PROVIDED PASSAGE —
........

Accounts under Companies Act 2013

The new Act has introduced certain significant amendments. It has also introduced several additional requirements such as preparation of consolidated financial statements, additional reporting requirements for the Directors in their report.
Books of accounts under Companies Act 2013 (Sec. 128)
Every Company shall prepare and maintain books of accounts including other relevant books, papers and financial statements at the registered office [section 128(1)] for every financial year representing true and fair view of the state of affairs of the company.  Books of accounts can be kept at some other place as decided by board of directors. The company shall within seven days file a notice with the registrar in writing giving full details of that other place.
Where a company has a branch office in India or outside India, it shall be deemed to have complied with the provisions of sub-section (1), if proper books of account relating to the transactions effected at the branch office are kept at that office and proper summarized returns periodically are sent by the branch office to the company at its registered office or the other place referred to in sub-section (1).

Also, books of accounts and relevant papers can now be maintained in electronic mode [section 128(1) of the Act]. Such books shall remain accessible in India so as to be usable for subsequent reference. These records shall be retained completely in the format in which they were originally generated, sent or received, or in a format which shall present accurately the information generated, sent or received and the information contained in the electronic records shall remain complete and unaltered.
This also means that the books of accounts shall not be capable of being altered subsequently. Any wrong journal entry entered in the software shall be capable of being altered only by reverse entry and not by deletion.
The Act also states that the servers for the maintenance of record shall be maintained in India. This information shall also be provided to the Regsitrar in the Annual Return of the Company.

........

PROVIDED MATERIAL —

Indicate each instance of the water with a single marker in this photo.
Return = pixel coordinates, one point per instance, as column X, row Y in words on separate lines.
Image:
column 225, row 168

........

EXERCISE INSTRUCTIONS — Extend the passage on books of accounts under the Companies Act 2013, starting right after its last sentence.

FINAL RESULT —
Books of accounts shall be open for inspection for directors during business hours [section 128(3)]. The officers and other employees of the company shall give assistance related to the inspection to the concerned person. Please note that this subsection does not talk of inspection by people other than Directors. Every Company shall keep books of accounts for a period of 8 years together with all relevant vouchers also.
If any managing director, whole time-director and Chief financial officer contravene the provision of this section then such person shall be punishable with imprisonment for a term of 1 year or with fine not less than five thousand rupees but may extend to five lakh rupees or both.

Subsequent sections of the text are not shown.